## TO DO
Print every line of the records below, character for character, from the line containing "target | smoke" down to the line containing "x=813, y=642", including both of those lines.

## RECORD LIST
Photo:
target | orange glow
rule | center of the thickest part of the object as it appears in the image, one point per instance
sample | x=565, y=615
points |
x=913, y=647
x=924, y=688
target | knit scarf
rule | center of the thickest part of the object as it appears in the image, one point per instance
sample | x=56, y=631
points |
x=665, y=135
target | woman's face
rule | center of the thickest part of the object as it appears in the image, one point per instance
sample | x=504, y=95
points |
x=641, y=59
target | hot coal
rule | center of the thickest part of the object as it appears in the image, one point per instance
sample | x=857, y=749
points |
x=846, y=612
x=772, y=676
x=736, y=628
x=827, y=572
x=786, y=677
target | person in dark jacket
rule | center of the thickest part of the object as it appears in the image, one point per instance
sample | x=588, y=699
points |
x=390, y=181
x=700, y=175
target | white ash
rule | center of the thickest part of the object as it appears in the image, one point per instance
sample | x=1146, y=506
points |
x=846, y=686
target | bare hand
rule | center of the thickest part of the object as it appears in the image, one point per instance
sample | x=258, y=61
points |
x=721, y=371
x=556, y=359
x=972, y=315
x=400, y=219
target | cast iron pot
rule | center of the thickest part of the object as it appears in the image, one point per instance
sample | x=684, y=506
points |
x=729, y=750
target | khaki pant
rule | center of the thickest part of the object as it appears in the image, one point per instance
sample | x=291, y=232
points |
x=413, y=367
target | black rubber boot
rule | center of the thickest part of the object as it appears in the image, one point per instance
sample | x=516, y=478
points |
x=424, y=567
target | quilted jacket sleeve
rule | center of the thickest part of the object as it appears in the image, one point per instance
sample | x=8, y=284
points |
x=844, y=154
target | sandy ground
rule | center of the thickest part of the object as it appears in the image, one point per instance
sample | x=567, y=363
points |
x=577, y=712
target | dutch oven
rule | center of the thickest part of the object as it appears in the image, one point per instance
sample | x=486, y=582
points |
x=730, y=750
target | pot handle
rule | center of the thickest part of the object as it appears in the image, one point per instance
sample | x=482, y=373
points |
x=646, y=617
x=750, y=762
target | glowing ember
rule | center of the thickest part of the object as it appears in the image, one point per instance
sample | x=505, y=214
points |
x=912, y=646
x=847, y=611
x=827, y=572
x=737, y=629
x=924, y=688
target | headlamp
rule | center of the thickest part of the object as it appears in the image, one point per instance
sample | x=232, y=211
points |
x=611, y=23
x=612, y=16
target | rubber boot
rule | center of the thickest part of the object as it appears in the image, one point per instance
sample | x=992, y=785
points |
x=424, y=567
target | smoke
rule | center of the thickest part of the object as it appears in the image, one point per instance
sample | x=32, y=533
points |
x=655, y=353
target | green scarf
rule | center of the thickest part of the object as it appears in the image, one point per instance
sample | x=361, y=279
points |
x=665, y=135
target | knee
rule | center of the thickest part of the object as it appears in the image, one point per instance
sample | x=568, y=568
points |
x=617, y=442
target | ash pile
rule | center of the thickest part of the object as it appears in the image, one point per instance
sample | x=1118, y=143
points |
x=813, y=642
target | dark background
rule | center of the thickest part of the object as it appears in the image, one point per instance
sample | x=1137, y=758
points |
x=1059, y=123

## RESPONSE TO THIS EXERCISE
target | smoke
rule | center of the thickest part of the object as it appears in the image, one point per instance
sample | x=32, y=533
points |
x=655, y=353
target | green scarf
rule | center of the thickest part of the object as it appears in the image, one point per instance
sample | x=361, y=279
points |
x=665, y=135
target | knee
rule | center of the thickest part of the object as it appears in the image, one point per instance
sample | x=568, y=568
points |
x=617, y=442
target | ash pile
rule | center of the thickest part of the object as it appears in the image, one point per instance
sample | x=1118, y=143
points |
x=813, y=642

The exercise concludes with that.